## Extracted text
-.-.-
Quote from: Syferus on November 19, 2013, 11:43:15 PM
Quote from: gallsman on November 18, 2013, 10:15:44 PM
Quote from: Syferus on November 18, 2013, 07:27:22 PM
Quote from: gallsman on November 18, 2013, 06:37:34 PM
Quote from: Syferus on November 18, 2013, 05:39:55 PM
If they pull off one more piece of magic in the Iron Bowl Auburn will look back at that play as seminal moment in the program's storied history.

Or, you know, the championship they already won three years ago.

?

For one, that was only their second ever national title. That would have absolutely no bearing on whether or not this year could be special for the Tigers, particularly given their decline in the last two years.

Auburn lost pretty much all the key players of the 2011 BSC national title to the draft that April so there's been very little carryover apart form a few seniors and redshirt seniors.

Given it's college football, that turnover is normal. You said if they win the Iron Bowl, a fluke play that was really a defensive c**k-up would become the "seminal moment" in the entire program's history. I dispute that.

A seminal moment, not the seminal moment.

Quote from: Muck Savage on November 19, 2013, 10:32:46 PM
Quote from: Syferus on November 18, 2013, 07:27:22 PM

Auburn lost pretty much all the key players of the 2011 BSC national title to the draft that April so there's been very little carry-over apart form a few seniors and redshirt seniors.

While they may not have many of the players from 2011 the carry-over is still there in the recruited players that they picked up that year and 2012 these recruits go to winning programs with a view to winning a title. Most teams have a pretty big turnover, look at Alabama and the number of 1st round draft picks last year 3, and 4 1st rounders in 2012. That's part of college football.

I don't like Alabama for a host of reasons but honestly can't see Auburn get within 15 pts of them in a few weeks. Auburn have come out the right end of too many one score games and another year could have 4 losses.

Also, what is it about Auburn and picking up QB's from other colleges?

It's a common situation in college ball, players don't get picked up by major programs or don't get the chance to play while there and then switch to junior colleges and make enough noise for major programs to pick them up. It's the closest thing to college free agency. It's much easier to get a dispensation to transfer to a big program after one season if you're playing at a lower level, you'd usually have to wait two years or even sit a year if you were switching between top-tier programs.

Aaron Rodgers attended and played for a community college his freshman year before transferring to Cal.

Can Newton from Florida in 2011 and Nick Marshall from Georgia this year, hardly 2nd rate football colleges.

Monday night was a joke, when Gronk turned to face the ball he was beside the player that intercepted it, then they say it was under thrown and not Catchable. Nuts! If that was last year the replacement Ref's would have got run out of town, remember Seattle!

Syferus

Cam played junior ball in Texas for a year after his stint in the Swamp. Nick Marshall did likewise after his year with Georgia. Cam wouldn't have been elligable to play for Auburn if he had joined directly from the Gators, he would have had to sit a year.
-.-.-
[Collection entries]

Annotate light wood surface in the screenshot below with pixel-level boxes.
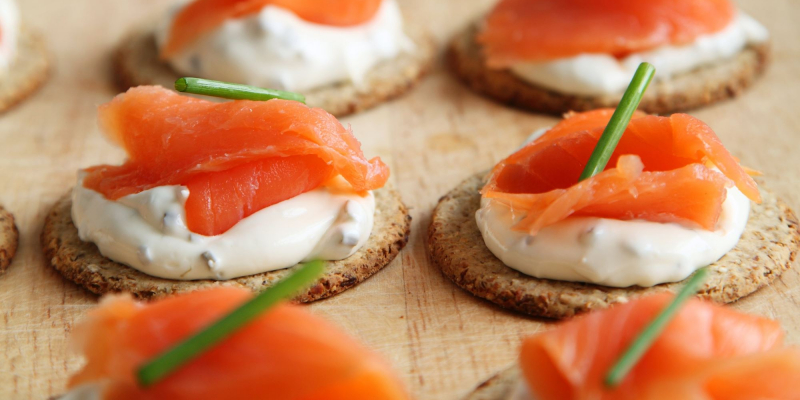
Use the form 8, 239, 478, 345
0, 0, 800, 399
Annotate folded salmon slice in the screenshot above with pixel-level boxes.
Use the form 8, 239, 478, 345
161, 0, 382, 58
520, 294, 800, 400
478, 0, 736, 68
482, 109, 761, 234
83, 86, 389, 235
69, 287, 408, 400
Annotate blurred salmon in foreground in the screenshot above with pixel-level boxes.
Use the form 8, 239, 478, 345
66, 287, 409, 400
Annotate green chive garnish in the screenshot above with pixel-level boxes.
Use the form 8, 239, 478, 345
604, 268, 708, 388
137, 261, 325, 387
175, 78, 306, 103
580, 63, 656, 181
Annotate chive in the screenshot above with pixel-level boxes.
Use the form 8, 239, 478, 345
137, 261, 324, 387
604, 268, 708, 388
579, 63, 656, 181
175, 77, 306, 103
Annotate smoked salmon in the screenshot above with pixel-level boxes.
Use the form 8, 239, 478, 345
520, 294, 800, 400
69, 287, 408, 400
161, 0, 383, 59
83, 86, 389, 236
482, 109, 761, 234
478, 0, 736, 68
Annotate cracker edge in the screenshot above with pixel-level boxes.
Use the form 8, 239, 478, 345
0, 27, 50, 113
0, 206, 19, 274
41, 188, 411, 303
446, 23, 771, 115
426, 173, 800, 319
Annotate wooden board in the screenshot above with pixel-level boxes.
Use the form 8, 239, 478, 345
0, 0, 800, 399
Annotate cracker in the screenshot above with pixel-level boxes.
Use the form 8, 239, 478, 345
427, 173, 800, 318
0, 206, 19, 274
0, 27, 50, 112
447, 24, 770, 115
113, 27, 436, 117
463, 366, 522, 400
41, 188, 411, 302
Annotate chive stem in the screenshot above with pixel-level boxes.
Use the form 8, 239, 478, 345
137, 261, 324, 387
175, 77, 306, 103
580, 63, 656, 181
604, 268, 708, 388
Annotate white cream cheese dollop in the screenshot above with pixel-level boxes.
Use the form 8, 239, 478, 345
-.-.-
## Directions
[A] Could you give the passage of the forum thread between "For one, that" and "the seminal moment.", inclusive, again, switching "Iron Bowl" to "rivalry game"?
[B] Could you rewrite the rows from the line holding "Annotate chive stem" through the last line of the rows, inclusive, as a Markdown table with the columns Position and Text, giving each line a row number and leaving out blank lines?

## Expected outputs
[A]
For one, that was only their second ever national title. That would have absolutely no bearing on whether or not this year could be special for the Tigers, particularly given their decline in the last two years.

Auburn lost pretty much all the key players of the 2011 BSC national title to the draft that April so there's been very little carryover apart form a few seniors and redshirt seniors.

Given it's college football, that turnover is normal. You said if they win the rivalry game, a fluke play that was really a defensive c**k-up would become the "seminal moment" in the entire program's history. I dispute that.

A seminal moment, not the seminal moment.

[B]
| Position | Text |
|---|---|
| 1 | Annotate chive stem in the screenshot above with pixel-level boxes. |
| 2 | Use the form 8, 239, 478, 345 |
| 3 | 137, 261, 324, 387 |
| 4 | 175, 77, 306, 103 |
| 5 | 580, 63, 656, 181 |
| 6 | 604, 268, 708, 388 |
| 7 | Annotate white cream cheese dollop in the screenshot above with pixel-level boxes. |
| 8 | Use the form 8, 239, 478, 345 |